Dans le cadre de la fin de vie, je ne parle ici que de l'agonie, et pas des autres aspects. Je pense que c'est elle qui effraie le plus aujourd'hui nos contemporains. La spiritualité permettait, lorsque les religions étaient plus répandues dans les sociétés, de mieux accepter cette phase. La sédation profonde me semble être aujourd'hui une solution qui devrait rassurer. Pourtant, d'un point de vue idéologique, il s'agit d'une demi-mesure : le malade est vivant, mais n'existerait plus. C'est une situation qui déconcerte. Particulièrement dans une société où le temps doit nécessairement être comblé par des actions. La sédation profonde peut être considérée comme une inaction, alors que l'euthanasie, non : elle est une aide « active » à mourir. C'est mal connaître le travail réalisé par l'équipe qui accompagne la sédation profonde. Je pense que c'est pour cela que l'euthanasie est autant plébiscitée : il y a de l'action et cela est visible à brève échéance. Il est aussi plus facile pour l'entourage d'entrer dans la phase de deuil.

La question aujourd'hui est donc de savoir si la médecine doit s'adapter à l'opinion publique, qui s'éloigne de la spiritualité et souhaite des actions visibles et rapides, ou bien c'est à l'opinion publique de s'informer sur les progrès de la médecine et de comprendre que le "temps long" peut être aussi source d'apaisement. Personnellement, j'aurais tendance à dire que nous devons respecter la vie et lui laisser le temps de faire son chemin.

> Items extraits
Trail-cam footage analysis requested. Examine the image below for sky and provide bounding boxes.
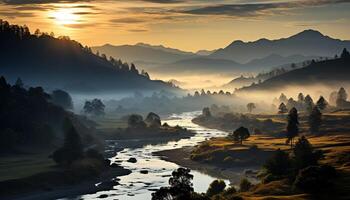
[0,0,350,51]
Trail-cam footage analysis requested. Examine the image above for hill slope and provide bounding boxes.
[240,52,350,91]
[210,30,350,63]
[92,43,196,69]
[0,21,174,92]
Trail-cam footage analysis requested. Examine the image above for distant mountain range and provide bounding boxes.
[240,53,350,92]
[92,43,197,69]
[93,30,350,75]
[0,21,178,92]
[210,30,350,63]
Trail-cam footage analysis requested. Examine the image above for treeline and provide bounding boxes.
[0,77,93,152]
[0,19,150,79]
[273,87,350,114]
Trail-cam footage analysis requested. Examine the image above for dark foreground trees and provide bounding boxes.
[152,168,198,200]
[52,119,83,166]
[309,106,322,133]
[83,99,106,116]
[286,108,299,148]
[50,90,73,109]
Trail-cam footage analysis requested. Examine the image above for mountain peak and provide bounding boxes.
[291,29,325,39]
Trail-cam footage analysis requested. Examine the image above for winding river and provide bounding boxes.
[78,112,235,200]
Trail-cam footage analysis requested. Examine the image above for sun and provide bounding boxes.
[50,8,79,25]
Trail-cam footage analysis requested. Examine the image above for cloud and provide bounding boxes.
[110,17,146,24]
[0,0,92,5]
[174,0,350,17]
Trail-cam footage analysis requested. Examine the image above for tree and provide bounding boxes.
[293,136,322,170]
[309,106,322,133]
[15,78,24,88]
[286,98,297,109]
[202,107,211,117]
[145,112,162,128]
[286,108,299,148]
[298,92,305,104]
[278,102,288,114]
[152,168,193,200]
[329,91,338,106]
[247,103,256,113]
[239,178,253,192]
[52,119,83,166]
[304,95,314,112]
[263,149,292,176]
[51,90,73,109]
[206,180,226,197]
[128,114,146,128]
[83,99,105,116]
[229,126,250,144]
[278,93,288,103]
[316,96,328,110]
[336,87,348,107]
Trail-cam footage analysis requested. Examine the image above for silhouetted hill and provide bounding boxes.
[153,57,244,74]
[0,76,96,153]
[240,52,350,91]
[92,43,196,69]
[210,30,350,63]
[152,54,317,74]
[0,21,179,92]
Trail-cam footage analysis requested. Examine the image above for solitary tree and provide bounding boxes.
[278,93,288,103]
[316,96,328,110]
[263,149,292,176]
[229,126,250,144]
[293,136,322,169]
[329,91,338,106]
[304,95,314,112]
[309,106,322,133]
[52,119,83,165]
[278,102,288,114]
[247,103,256,113]
[286,108,299,148]
[336,87,348,107]
[152,168,193,200]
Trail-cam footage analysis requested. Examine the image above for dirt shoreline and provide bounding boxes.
[153,147,260,185]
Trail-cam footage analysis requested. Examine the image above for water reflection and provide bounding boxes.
[81,112,228,200]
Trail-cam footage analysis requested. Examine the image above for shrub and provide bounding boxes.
[263,149,292,176]
[207,180,226,197]
[239,178,253,192]
[294,165,336,193]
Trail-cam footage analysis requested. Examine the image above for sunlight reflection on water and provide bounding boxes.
[80,111,229,200]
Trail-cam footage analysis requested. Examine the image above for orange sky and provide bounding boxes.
[0,0,350,51]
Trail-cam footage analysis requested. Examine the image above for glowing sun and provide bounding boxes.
[50,8,79,25]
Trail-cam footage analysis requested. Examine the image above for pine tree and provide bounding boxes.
[286,108,299,148]
[316,96,328,110]
[309,106,322,133]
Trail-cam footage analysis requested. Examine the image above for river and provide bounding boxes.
[77,112,234,200]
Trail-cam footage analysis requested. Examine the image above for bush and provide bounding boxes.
[239,178,253,192]
[294,165,336,193]
[263,149,292,176]
[207,180,226,197]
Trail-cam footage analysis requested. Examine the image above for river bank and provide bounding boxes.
[153,147,260,185]
[0,166,131,200]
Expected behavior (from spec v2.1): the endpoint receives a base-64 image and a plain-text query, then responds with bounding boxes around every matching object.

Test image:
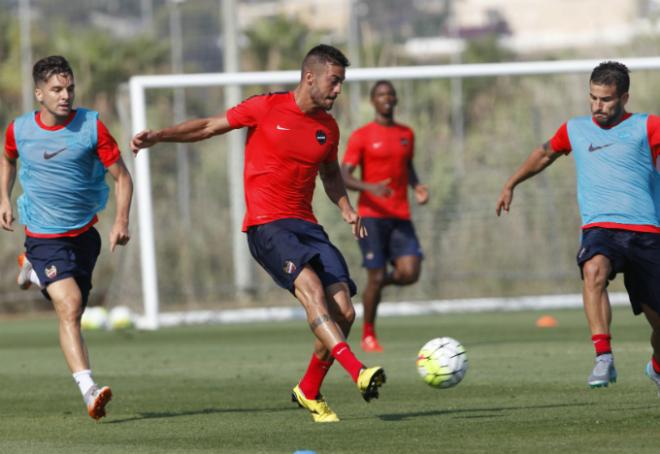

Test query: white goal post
[130,57,660,329]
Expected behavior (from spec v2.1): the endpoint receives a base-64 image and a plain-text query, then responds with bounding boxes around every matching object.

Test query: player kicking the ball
[0,56,133,420]
[496,62,660,390]
[131,44,385,422]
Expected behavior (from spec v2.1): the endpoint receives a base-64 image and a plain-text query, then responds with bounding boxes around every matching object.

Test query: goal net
[111,58,660,328]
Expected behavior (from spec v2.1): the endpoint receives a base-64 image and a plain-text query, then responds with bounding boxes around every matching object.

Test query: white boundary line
[137,292,629,329]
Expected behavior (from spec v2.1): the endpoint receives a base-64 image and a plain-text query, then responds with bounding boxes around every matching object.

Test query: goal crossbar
[129,57,660,329]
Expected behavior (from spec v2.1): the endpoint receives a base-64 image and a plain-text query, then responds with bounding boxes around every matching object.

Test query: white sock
[30,270,41,287]
[73,369,95,397]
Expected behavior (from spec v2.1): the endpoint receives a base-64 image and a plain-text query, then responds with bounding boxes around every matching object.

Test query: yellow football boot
[291,385,339,422]
[357,366,385,402]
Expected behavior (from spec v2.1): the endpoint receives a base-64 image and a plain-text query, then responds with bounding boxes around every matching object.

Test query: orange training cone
[536,315,557,328]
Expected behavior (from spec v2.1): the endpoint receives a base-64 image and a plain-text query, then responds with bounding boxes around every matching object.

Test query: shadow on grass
[104,408,296,424]
[378,403,592,421]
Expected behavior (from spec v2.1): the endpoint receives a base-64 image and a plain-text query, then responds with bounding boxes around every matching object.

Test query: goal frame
[129,57,660,330]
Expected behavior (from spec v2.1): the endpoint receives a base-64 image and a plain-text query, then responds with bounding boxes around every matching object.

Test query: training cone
[536,315,557,328]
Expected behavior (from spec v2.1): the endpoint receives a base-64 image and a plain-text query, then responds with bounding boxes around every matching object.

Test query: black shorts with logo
[25,227,101,307]
[577,227,660,314]
[247,219,357,296]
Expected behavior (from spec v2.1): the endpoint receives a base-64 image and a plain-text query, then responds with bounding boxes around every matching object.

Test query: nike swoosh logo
[589,143,614,152]
[44,147,66,159]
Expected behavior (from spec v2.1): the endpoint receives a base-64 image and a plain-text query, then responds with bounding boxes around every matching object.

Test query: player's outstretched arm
[131,115,232,154]
[0,153,16,231]
[319,161,367,238]
[495,142,562,216]
[408,159,429,205]
[108,157,133,251]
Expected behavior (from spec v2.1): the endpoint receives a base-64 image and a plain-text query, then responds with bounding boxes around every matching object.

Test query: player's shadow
[378,403,592,421]
[103,408,295,424]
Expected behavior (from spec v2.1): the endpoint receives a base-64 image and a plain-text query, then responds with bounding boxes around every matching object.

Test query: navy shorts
[358,218,423,269]
[25,227,101,307]
[247,219,357,296]
[577,227,660,314]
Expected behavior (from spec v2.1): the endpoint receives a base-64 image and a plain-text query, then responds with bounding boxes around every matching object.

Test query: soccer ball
[80,306,108,331]
[108,306,133,329]
[417,337,468,388]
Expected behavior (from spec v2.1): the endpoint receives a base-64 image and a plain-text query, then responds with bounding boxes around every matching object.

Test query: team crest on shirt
[316,129,328,145]
[44,265,57,279]
[282,260,296,274]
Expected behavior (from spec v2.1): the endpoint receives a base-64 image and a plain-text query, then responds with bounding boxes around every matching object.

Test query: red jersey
[227,92,339,231]
[344,122,415,220]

> Consigne
Citez mot pour mot le passage du texte sur la fin de vie qui va de « La question aujourd'hui » à « faire son chemin. », ces deux bornes comprises.

> Votre réponse
La question aujourd'hui est donc de savoir si la médecine doit s'adapter à l'opinion publique, qui s'éloigne de la spiritualité et souhaite des actions visibles et rapides, ou bien c'est à l'opinion publique de s'informer sur les progrès de la médecine et de comprendre que le "temps long" peut être aussi source d'apaisement. Personnellement, j'aurais tendance à dire que nous devons respecter la vie et lui laisser le temps de faire son chemin.